TASK OBJECTIVE>
The answer must be the full listing, word for word, with no pictures in it.

DATASET EXCERPTS>
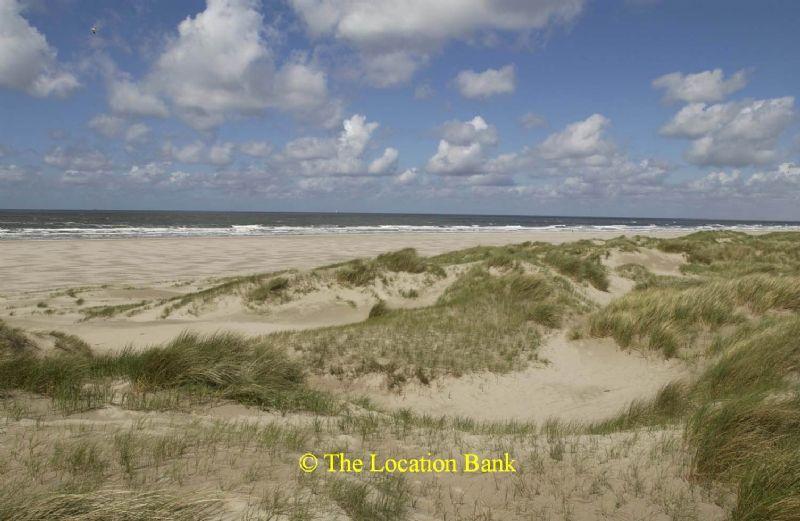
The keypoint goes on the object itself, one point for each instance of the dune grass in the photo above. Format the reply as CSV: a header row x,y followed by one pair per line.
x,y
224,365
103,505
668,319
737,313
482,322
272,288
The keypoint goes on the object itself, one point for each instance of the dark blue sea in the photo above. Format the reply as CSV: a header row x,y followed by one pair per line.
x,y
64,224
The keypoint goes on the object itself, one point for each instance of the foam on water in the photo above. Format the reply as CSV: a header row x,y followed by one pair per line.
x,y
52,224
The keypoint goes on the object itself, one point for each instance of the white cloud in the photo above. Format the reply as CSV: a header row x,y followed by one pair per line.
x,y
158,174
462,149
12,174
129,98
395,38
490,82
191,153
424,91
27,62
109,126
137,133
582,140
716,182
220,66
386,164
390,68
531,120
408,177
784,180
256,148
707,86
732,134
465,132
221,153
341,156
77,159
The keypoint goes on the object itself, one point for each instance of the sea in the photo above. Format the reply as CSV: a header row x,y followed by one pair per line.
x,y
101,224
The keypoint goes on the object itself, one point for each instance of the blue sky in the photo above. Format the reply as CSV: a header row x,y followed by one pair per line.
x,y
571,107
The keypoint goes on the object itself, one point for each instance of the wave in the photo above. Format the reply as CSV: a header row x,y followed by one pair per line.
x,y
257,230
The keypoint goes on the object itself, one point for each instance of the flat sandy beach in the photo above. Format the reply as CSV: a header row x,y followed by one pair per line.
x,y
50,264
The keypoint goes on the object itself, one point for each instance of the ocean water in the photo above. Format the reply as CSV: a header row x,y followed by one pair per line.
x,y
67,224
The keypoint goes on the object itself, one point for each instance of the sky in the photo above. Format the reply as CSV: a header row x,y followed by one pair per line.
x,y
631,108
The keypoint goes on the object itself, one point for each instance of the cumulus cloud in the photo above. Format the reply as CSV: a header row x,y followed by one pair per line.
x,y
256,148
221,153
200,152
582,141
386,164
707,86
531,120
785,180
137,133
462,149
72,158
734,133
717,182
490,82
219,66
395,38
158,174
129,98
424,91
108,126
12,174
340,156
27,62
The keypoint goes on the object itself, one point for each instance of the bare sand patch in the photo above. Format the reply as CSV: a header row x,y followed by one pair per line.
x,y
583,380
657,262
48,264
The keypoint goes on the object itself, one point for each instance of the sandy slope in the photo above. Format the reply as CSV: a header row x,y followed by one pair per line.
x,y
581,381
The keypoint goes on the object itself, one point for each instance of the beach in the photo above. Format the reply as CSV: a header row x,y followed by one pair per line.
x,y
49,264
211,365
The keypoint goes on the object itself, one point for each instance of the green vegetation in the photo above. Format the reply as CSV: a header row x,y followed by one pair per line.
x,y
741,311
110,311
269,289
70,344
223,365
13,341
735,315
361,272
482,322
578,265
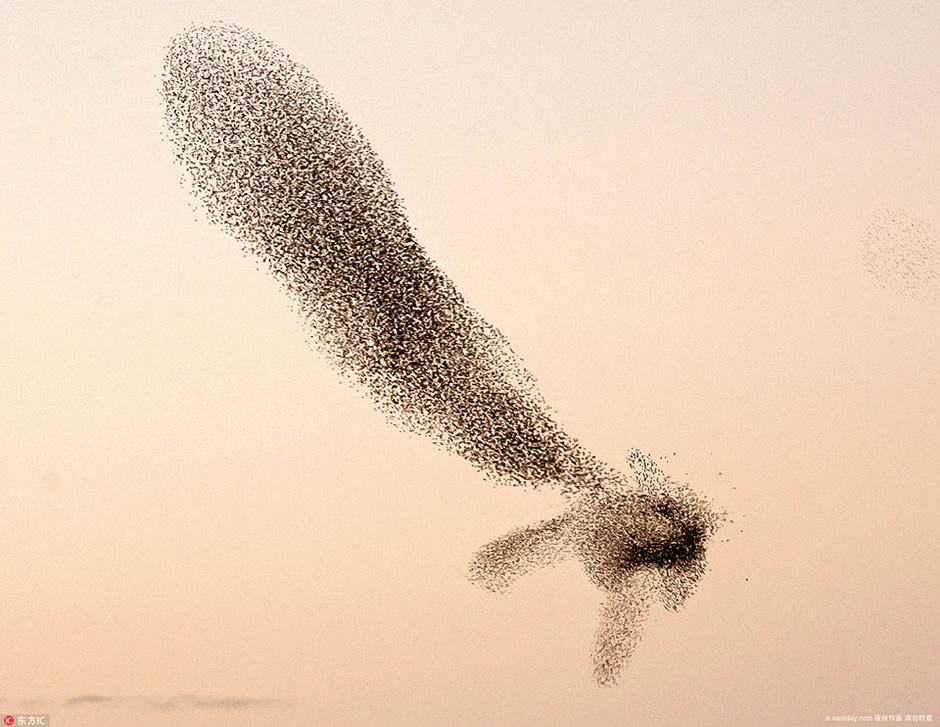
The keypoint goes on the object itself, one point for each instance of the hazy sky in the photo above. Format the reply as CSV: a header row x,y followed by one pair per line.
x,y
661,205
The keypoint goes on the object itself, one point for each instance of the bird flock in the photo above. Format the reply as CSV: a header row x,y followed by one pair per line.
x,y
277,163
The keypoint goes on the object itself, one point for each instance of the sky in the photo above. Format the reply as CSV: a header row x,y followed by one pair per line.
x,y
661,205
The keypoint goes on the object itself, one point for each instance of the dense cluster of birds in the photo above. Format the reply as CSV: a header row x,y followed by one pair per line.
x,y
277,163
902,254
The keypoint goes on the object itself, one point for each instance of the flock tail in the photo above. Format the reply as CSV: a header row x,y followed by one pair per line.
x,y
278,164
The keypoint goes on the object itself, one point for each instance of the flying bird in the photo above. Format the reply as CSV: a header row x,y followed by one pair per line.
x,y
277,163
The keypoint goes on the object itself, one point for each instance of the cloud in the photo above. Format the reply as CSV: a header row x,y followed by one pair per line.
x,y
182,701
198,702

SOLUTION FOR THIS EXERCISE>
The keypoint goes on the object itself, one point for each instance of the dune grass in the photo above. Format the reply as CSV: a header row x,y followed by one pair per line.
x,y
224,365
103,505
668,319
737,313
482,322
272,288
The keypoint goes on the object itself, one point for each instance of the dark blue sea in the photo above. Format the reply as CSV: a header row x,y followed by one pair per line.
x,y
64,224
The keypoint goes on the object itself, one point for each instance of the foam on water in the photo above. Format the reply as CSV: a header row x,y followed by one pair per line.
x,y
52,224
The keypoint goes on the object itself, one point for each instance of the white cloud in the photo above. Format the reply as CSV: a header row x,y followed by one pair per line.
x,y
158,174
462,149
12,174
129,98
395,38
490,82
191,153
424,91
27,62
109,126
137,133
582,140
716,182
220,66
386,164
390,68
531,120
408,177
784,180
256,148
707,86
732,134
465,132
221,153
341,156
77,159
The keypoint goes on the object itself, one point for each instance of the sea in the photo above. Format the reply as CSV: a header row x,y followed by one pair per line.
x,y
101,224
The keypoint goes on the object itself, one point for each instance of the blue sky in the photo above. Format the reply as CSV: a header row x,y followed by one pair per line.
x,y
571,107
The keypoint goes on the object itself, one point for each instance of the wave in the photo above. Format the reply as CSV: a header row x,y followed by one pair per line.
x,y
257,230
The keypoint goes on the object itself, one point for each instance of the flat sandy beach in the photo above. Format the reply as CSV: a header row x,y followed by one pair per line.
x,y
50,264
The keypoint goes on the object itself, one point for each instance of the ocean water in the photo above. Format the reply as CSV: a header row x,y followed by one pair per line.
x,y
67,224
The keypoint goes on the object itself, one point for each instance of the sky in the photo above. Format the reply as CSV: a header row x,y followed by one pair per line.
x,y
631,108
The keypoint goes on the object itself, one point for each instance of the cumulus cloud in the photo above. Format the reply as CSV: a header row x,y followed by one pair per line.
x,y
256,148
221,153
200,152
582,141
386,164
707,86
531,120
785,180
137,133
462,149
72,158
734,133
717,182
490,82
219,66
395,38
158,174
129,98
424,91
108,126
12,174
340,156
27,62
The keypoint goes on the object itself, one point for each instance of the bare sand patch in the photo above. Format the reply as CSV: a header row x,y followed by one pair per line.
x,y
583,380
657,262
48,264
The keypoint goes on the object itself, one point for each instance of the sandy slope in the photo above. Format the reply as CSV: a header row x,y followed by one pair per line.
x,y
581,381
The keypoint goes on the object itself, one point for each instance of the beach in the photo above. Format the reply as CSV: a header row x,y followed by one pair per line.
x,y
49,264
211,365
The keypoint goes on the object itself, one point for each instance of the green vegetation in the photo above. Format the reply as CSV: a header row x,y followed by one pair per line.
x,y
741,311
110,311
269,289
70,344
223,365
13,341
735,315
361,272
482,322
578,265
The keypoint goes on the object itself, one point for each instance of the hazy sky in the photo above. Format the reply as CSV: a header row x,y followed by one pair per line.
x,y
661,205
The keypoint goes on the object itself, one point for each instance of the bird flock in the photo above. Format the reply as CSV: a header row x,y followed by one pair per line.
x,y
277,163
The keypoint goes on the object itself, one point for each instance of the sky in the photo above. Format the reply as CSV: a header row x,y followed by one pair per line.
x,y
661,205
The keypoint goes on the object itself, one point for each instance of the dense cluster of birds in the photo above. Format the reply as CSV: a header row x,y followed by one pair per line.
x,y
277,163
902,254
The keypoint goes on the object itself, one point for each instance of the flock tail in the photo above. Format the reply as CSV: a header row x,y followed by one pair per line.
x,y
278,164
The keypoint goes on the object itself, one point for each instance of the flying bird in the photo above. Format the reply as CSV: a header row x,y followed by one pair per line.
x,y
277,163
The keypoint goes on the object itself, one point for each instance of the cloud in the photo above. Format the reply as CSV: a header row x,y followed by one pair per line.
x,y
182,701
198,702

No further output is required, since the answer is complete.